***** DATASET ENTRIES

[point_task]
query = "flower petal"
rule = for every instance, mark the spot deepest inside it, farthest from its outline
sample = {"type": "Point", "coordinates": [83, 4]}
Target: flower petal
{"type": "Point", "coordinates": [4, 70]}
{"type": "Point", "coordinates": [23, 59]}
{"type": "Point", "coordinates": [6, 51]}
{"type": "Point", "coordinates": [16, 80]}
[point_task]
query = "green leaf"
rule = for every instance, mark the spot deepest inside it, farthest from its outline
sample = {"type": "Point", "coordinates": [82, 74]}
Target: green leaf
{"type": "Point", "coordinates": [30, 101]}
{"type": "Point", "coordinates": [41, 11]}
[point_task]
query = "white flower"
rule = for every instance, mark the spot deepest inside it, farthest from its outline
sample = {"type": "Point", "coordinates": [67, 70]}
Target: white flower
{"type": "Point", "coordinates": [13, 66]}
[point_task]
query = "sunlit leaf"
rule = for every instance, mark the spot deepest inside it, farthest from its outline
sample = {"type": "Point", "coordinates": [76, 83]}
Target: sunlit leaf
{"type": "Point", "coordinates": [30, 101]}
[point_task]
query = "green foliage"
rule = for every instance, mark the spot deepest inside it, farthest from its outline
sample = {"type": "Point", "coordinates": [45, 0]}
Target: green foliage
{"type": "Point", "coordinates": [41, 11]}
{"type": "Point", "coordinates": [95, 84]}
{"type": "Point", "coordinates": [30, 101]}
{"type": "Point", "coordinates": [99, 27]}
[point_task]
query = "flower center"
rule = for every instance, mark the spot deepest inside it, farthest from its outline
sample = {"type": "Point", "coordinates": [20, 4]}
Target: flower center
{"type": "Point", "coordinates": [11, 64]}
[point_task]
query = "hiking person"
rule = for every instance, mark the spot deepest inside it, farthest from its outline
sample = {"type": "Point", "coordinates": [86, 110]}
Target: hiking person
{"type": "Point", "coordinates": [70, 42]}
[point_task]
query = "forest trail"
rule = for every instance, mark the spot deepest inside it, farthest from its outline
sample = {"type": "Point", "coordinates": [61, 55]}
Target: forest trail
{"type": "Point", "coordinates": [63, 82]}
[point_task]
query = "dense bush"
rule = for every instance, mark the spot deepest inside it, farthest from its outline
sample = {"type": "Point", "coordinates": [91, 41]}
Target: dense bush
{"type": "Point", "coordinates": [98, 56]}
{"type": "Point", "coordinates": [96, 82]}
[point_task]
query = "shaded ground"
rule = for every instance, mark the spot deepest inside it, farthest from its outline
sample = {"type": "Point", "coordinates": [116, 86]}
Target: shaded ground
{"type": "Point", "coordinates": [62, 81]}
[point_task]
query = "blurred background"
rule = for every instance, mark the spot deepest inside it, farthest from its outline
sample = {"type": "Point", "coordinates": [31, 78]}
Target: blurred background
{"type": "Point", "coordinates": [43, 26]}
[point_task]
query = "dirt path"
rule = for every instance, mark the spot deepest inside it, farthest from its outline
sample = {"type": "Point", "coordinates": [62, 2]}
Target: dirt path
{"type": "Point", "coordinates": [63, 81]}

**********

## WHAT TO PRODUCE
From the records above, pick out every line that contains the word "petal", matching case exactly.

## RESPONSE TO THIS TASK
query = "flower petal"
Target: flower petal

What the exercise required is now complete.